**Written tasks**
1 > Summarize the text on Oracle table joins in two sentences.
2 > In the text on Oracle table joins, rewrite the paragraph beginning "Merge is a basically" as a bulleted list that keeps its main facts.

**Passage**
◇ ◇ ◇ ◇ ◇
One of my colleague asked me about how he can write better SQL. Despite he is a java developer, I appreciate his will to understand database. When I said, “I really can not teach you this in ten minutes”, he lost his will. Any way, Lets talk about 10053 trace file. Oracle dumbs its execution path of optimizer on runtime to disk. It is a human readable document, but not so “user-friendly”. No problem, I like “developer-friendly” programs. If I want to join two tables in SQL, what will oracle do? Well it has some abilities to join, compares these ways, and selects the best execution path. Once upon a time, in the ancient days when I was learning html-16 years old, Oracle used to look at tables and look at SQL and without making a comparison between its execution paths, picks up one of the execution plans based on a decision tree, called RuleBasedOptimizer. Now it is dead, CostBasedOptimizer is the king. 10053 has many text about behavior of CBO. There are 3 main ways to join tables.
First is nested loop. For each row in first table, go and find a matched pair in second table. How we reach each tables? Well, it really depends on table type, index type, data characteristic, clustering factor, using histogram or not, update or out of date statistical data about tables, server parameters like, having asynchronous I/O, single datablock read count, multiple datablock read count, current workload etc… Nested loop is commonly used way to join tables.
Hashing bases on regular hash functions. Hash function is an irreversible function, has O(1) complexity. If we compare hashing with nested loops, NL has O(m*n) complexity (m = row size of first dataset from first table, n = same for second table, in oracle terminology call it cardinality). Oracle reads first dataset creates a hash table, it may have collusion. And read second dataset, tries to hit hash table with second datasets values. When a hit occurs makes a exact comparision between values that have the same hash value. That is all, but the real problem is size of hash table. “OK, lets do it bigger without collusion”, no databases do not serves to one client, we need to it using least resource as we can, for happy end users. If given hash table size for a dataset does not enough to hold each dataset, oracle dumps partially hast table and datasets to disk and acts like an acrobat. One may say “Hashing has O(1) access, however NL has O(m*n), why do we need NL?”. Because hashing may use much more CPU and memory. O() thing is academic, forget about it when you graduate from collage.
Merge is a basically a NL with sorting. In fact it is all about sorting. We take the first dataset and sort it, and vice-versa. After sorting each dataset it is much more easier to join. It is not needed to do a sort when optimizer chooses to use index access to read a join column, because indexed leafs are already sorted on disk. Also sorting of each dataset do not have to be done in a serial fashion. Like hash table area of hashing, merging makes use of sort area. Of course same problems and similar solutions applied for size of sort area.
◇ ◇ ◇ ◇ ◇
**Extracted information**
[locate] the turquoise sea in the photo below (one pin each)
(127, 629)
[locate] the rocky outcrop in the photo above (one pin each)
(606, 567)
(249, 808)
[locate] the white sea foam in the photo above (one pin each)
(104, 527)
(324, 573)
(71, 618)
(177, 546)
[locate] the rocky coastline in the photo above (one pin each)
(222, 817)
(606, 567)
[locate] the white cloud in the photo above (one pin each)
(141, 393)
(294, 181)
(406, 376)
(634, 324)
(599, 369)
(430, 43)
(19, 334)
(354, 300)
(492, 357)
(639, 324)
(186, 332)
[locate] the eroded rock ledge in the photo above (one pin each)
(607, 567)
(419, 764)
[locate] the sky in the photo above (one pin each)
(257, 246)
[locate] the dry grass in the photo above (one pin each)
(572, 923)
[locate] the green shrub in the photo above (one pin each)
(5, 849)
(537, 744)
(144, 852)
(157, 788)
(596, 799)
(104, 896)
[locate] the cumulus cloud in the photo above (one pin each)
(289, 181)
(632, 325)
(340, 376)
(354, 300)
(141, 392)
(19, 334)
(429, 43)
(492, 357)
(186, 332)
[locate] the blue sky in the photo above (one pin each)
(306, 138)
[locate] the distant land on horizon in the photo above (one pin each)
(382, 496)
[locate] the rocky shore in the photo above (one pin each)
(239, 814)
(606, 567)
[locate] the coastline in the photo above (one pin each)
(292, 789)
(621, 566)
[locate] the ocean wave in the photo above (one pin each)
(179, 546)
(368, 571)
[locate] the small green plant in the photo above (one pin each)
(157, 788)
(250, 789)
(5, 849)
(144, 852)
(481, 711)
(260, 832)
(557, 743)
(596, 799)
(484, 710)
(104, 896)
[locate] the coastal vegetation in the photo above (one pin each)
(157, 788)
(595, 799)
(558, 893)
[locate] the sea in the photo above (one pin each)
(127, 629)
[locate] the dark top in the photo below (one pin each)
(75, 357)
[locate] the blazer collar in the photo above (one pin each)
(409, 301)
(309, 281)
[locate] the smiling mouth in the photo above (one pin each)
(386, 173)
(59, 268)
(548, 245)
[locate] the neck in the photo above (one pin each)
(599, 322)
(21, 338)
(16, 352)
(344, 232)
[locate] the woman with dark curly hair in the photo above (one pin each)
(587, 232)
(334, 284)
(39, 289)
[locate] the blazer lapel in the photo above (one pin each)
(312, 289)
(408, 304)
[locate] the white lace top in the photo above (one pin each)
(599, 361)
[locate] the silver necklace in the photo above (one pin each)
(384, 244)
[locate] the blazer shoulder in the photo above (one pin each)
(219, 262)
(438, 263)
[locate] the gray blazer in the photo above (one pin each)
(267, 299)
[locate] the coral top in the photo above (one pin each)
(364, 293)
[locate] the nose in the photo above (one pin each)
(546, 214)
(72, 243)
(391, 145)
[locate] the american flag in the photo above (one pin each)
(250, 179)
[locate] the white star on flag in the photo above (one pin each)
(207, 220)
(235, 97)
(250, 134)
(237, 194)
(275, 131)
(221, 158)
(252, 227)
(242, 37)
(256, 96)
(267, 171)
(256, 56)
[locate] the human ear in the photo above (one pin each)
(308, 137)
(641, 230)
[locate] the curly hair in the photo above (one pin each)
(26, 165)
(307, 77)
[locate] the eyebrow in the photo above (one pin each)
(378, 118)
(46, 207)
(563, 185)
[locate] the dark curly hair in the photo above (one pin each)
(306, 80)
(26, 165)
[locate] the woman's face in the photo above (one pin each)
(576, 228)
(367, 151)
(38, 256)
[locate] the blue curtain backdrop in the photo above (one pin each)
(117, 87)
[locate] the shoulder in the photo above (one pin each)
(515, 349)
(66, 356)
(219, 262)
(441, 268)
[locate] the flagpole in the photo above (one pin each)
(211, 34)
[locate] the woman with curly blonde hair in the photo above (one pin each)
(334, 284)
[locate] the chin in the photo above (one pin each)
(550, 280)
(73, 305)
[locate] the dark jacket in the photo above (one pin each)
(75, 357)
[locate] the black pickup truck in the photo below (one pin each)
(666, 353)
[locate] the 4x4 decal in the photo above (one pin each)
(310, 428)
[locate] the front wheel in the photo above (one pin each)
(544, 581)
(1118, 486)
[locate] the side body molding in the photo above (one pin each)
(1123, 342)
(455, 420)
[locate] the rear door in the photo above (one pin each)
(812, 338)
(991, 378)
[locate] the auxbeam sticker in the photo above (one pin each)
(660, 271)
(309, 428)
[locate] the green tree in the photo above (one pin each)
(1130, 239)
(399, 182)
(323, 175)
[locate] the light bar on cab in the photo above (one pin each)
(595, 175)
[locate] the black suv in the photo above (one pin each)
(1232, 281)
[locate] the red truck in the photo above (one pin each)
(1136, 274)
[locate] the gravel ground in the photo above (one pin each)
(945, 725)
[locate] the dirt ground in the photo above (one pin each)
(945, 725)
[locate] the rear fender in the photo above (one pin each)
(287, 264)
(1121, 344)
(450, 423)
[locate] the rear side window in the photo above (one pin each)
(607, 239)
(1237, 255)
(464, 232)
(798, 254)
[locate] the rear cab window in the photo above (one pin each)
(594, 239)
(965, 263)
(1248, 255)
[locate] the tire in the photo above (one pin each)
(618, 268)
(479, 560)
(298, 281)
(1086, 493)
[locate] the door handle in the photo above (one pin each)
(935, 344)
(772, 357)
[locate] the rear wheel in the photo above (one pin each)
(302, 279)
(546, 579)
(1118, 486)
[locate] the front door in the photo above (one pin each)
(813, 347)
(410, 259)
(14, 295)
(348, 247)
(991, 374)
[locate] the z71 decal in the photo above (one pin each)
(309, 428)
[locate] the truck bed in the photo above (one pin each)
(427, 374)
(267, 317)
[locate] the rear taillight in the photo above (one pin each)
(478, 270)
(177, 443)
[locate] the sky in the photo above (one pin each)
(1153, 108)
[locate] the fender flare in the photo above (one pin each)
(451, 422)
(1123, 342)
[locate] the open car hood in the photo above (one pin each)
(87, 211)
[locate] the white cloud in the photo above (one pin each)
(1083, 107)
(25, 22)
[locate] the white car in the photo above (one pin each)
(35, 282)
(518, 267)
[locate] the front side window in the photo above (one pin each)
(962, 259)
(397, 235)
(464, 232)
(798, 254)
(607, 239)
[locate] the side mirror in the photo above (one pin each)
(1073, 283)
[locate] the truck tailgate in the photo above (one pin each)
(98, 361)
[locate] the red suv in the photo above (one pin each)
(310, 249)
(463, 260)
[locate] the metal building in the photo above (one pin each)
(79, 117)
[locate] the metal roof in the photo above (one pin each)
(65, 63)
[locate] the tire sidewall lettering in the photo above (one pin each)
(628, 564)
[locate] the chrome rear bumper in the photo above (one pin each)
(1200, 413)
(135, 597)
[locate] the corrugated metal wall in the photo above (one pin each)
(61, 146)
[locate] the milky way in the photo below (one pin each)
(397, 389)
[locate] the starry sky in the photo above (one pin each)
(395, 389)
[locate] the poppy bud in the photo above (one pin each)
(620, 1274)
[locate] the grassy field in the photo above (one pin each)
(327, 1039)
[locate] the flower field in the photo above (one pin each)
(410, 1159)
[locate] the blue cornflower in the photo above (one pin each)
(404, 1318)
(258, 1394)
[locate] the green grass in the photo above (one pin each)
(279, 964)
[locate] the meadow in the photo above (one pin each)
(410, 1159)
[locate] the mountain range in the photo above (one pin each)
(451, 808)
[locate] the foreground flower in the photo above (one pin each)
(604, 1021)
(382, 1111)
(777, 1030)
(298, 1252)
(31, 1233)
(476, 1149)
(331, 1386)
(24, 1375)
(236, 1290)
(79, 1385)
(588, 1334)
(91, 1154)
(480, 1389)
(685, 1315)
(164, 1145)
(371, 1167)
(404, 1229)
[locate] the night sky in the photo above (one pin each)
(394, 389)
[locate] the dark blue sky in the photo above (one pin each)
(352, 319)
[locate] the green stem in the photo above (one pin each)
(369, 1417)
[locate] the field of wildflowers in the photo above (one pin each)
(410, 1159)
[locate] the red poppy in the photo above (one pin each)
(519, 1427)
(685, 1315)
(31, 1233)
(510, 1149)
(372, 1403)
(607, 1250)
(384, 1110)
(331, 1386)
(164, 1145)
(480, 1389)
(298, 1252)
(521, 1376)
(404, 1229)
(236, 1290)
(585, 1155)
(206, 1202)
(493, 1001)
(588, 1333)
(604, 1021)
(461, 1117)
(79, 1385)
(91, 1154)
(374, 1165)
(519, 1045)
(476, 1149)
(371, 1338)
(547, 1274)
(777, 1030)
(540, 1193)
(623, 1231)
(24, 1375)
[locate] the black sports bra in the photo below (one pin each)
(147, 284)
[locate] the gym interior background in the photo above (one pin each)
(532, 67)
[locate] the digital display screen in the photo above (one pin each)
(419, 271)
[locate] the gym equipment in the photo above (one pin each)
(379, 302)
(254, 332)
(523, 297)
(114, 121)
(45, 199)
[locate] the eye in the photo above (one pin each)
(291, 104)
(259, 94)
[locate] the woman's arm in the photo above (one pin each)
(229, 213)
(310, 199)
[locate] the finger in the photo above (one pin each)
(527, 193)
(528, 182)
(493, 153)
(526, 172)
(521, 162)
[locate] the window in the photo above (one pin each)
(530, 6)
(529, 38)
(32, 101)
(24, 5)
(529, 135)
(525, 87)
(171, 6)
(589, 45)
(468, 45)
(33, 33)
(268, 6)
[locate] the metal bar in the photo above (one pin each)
◇ ◇ ◇ ◇ ◇
**Answers for the exercise**
1 > Oracle's cost-based optimizer, which replaced the older rule-based optimizer, compares the possible ways of joining tables and chooses the best execution path, and its behavior is recorded in the 10053 trace file. The three main join methods are nested loops, which find a matching row in the second table for each row of the first; hashing, which builds a hash table from the first dataset but may use much more CPU and memory; and merging, which sorts both datasets before joining them.

2 >
- A merge join is basically a nested loop with sorting.
- Both datasets are sorted, which makes them much easier to join.
- No sort is needed when the optimizer reads a join column through index access, because index leaves are already sorted on disk.
- The datasets do not have to be sorted serially.
- Merging uses a sort area, as hashing uses a hash table area, and the size of the sort area raises the same problems, which have similar solutions.